*** Data extract ***
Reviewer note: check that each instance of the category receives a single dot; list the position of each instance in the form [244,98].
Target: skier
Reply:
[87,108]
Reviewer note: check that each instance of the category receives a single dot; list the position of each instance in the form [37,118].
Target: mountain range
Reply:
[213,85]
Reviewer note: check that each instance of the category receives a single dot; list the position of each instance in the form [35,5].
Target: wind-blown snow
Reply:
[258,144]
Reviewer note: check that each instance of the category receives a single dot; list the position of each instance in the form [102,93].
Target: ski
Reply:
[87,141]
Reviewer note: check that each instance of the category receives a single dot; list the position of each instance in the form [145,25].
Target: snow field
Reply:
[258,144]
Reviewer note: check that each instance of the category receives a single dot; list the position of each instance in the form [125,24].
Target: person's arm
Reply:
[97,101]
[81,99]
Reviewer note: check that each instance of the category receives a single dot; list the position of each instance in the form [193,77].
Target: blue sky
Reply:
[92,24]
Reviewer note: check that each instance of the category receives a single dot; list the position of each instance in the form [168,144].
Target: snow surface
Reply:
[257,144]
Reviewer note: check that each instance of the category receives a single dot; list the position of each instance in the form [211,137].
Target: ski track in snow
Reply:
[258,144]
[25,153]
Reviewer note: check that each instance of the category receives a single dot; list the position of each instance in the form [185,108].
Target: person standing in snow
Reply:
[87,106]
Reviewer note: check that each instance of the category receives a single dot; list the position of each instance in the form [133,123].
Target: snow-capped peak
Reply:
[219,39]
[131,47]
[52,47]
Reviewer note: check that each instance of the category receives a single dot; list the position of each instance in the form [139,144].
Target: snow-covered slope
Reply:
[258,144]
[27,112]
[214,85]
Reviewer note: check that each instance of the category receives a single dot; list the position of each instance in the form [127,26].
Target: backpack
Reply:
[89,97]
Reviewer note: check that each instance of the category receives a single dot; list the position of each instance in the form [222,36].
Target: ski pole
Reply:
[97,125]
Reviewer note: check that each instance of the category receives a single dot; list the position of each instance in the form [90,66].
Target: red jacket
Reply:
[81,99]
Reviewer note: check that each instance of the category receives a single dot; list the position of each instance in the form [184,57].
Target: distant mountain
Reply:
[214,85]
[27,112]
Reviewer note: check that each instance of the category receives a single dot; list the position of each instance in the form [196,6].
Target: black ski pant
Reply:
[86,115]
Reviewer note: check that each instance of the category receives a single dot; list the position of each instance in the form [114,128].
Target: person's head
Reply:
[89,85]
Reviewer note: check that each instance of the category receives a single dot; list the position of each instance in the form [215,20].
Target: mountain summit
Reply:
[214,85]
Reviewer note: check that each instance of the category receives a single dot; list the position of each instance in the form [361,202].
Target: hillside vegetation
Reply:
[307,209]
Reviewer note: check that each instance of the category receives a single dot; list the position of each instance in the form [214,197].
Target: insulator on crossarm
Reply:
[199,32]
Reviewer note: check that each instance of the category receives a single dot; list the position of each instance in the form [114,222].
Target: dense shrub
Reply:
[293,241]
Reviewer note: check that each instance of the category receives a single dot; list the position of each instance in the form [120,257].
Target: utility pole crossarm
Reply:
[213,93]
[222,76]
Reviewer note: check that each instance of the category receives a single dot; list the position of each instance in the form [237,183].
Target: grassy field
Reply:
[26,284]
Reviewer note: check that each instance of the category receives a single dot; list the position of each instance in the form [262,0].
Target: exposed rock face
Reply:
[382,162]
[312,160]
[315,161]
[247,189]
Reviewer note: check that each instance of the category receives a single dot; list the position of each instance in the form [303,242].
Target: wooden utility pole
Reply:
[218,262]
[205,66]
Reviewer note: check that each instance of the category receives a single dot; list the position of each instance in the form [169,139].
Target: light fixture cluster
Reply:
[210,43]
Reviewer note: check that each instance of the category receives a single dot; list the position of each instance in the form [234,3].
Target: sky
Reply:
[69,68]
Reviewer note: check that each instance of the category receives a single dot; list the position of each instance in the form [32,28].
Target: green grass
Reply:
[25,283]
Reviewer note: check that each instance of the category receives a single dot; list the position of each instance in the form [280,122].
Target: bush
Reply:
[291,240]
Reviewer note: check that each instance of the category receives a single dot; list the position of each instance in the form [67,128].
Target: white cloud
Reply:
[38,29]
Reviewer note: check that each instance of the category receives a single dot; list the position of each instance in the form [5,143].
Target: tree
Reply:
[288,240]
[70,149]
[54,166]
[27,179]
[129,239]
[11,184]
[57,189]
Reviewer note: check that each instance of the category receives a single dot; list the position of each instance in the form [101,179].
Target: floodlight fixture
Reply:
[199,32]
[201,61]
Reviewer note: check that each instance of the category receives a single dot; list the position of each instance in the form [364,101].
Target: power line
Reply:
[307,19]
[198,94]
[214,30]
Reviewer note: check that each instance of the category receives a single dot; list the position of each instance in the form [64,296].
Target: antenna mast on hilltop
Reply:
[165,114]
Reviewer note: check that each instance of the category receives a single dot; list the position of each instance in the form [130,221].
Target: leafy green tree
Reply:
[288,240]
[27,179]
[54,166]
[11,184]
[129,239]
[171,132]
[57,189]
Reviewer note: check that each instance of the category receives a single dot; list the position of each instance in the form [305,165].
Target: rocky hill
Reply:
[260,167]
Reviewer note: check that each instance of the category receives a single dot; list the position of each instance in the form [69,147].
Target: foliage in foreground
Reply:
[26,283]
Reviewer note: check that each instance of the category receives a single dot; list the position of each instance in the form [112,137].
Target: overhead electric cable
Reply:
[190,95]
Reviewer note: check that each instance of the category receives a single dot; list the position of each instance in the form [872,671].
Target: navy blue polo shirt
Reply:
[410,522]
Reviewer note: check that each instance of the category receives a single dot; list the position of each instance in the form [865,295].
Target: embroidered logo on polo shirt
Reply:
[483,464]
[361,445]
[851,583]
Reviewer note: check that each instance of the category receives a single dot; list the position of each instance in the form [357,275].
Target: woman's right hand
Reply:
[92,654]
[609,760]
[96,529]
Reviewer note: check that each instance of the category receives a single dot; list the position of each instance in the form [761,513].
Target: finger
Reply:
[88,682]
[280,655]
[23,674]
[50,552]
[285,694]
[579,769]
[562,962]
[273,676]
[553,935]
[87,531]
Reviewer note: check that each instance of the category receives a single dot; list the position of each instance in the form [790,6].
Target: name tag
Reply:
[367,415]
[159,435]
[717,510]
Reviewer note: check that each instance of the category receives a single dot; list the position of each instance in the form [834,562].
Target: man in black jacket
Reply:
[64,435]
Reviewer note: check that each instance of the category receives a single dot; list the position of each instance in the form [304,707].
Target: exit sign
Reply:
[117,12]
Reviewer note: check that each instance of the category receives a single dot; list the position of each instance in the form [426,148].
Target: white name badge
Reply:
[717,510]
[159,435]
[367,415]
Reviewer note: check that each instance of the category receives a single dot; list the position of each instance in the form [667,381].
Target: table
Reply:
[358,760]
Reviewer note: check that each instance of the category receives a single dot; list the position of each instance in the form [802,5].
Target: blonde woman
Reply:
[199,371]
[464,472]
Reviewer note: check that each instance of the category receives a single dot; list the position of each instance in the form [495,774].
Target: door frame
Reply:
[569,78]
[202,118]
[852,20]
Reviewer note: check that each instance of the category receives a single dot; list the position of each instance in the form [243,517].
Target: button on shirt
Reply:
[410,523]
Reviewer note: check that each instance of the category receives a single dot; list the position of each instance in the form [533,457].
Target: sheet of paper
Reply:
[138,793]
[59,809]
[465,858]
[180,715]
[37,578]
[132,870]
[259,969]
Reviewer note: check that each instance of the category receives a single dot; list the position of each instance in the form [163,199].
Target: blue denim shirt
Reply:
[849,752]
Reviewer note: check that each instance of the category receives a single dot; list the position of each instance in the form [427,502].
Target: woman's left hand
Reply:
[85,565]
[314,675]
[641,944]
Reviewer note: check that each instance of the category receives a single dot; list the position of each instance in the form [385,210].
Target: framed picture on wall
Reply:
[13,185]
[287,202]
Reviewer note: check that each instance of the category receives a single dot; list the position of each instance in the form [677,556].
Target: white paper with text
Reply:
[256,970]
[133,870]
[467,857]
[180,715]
*** End of Data extract ***
* **What needs to be done**
What is needed is a word-for-word copy of the records above, from the first line through the line that contains "the form [37,118].".

* **Answer to this exercise**
Reviewer note: check that each instance of the category receives a single dot; list the position of each instance in the form [244,98].
Target: skier
Reply:
[87,108]
Reviewer note: check that each instance of the category receives a single dot; list the position of each instance in the form [37,118].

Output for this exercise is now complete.